*STATED TASK*
Count the lines in the listing below that contain the string "tree". Reply with the number only.

[Entries from an annotation dataset]
START
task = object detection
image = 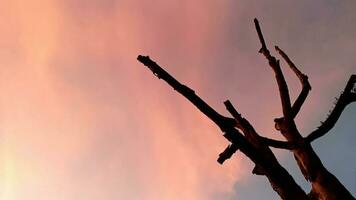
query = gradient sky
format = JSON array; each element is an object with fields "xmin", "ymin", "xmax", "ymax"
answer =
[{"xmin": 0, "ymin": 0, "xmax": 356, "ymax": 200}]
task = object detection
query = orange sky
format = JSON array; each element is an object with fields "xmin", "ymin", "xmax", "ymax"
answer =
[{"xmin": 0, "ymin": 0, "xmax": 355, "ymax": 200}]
END
START
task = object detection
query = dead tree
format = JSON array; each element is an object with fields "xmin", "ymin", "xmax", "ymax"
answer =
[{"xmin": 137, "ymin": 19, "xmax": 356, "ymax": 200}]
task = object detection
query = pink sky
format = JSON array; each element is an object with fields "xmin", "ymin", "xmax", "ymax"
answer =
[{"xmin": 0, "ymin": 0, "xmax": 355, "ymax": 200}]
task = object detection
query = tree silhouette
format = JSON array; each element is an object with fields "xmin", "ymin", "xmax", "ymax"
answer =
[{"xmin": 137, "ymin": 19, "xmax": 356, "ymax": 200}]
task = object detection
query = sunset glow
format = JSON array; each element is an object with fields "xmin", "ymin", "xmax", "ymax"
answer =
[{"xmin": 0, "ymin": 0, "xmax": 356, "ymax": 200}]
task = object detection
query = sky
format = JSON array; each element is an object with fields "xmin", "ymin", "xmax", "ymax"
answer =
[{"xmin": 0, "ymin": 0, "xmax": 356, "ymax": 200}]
END
START
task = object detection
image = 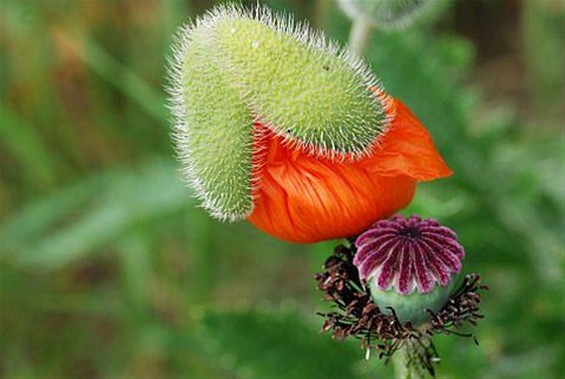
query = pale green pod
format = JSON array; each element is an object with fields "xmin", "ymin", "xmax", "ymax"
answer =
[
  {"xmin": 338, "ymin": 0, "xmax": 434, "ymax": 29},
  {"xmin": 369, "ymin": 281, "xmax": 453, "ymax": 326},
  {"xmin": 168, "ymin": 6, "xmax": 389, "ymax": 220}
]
END
*SOLUTION FOR THIS TASK*
2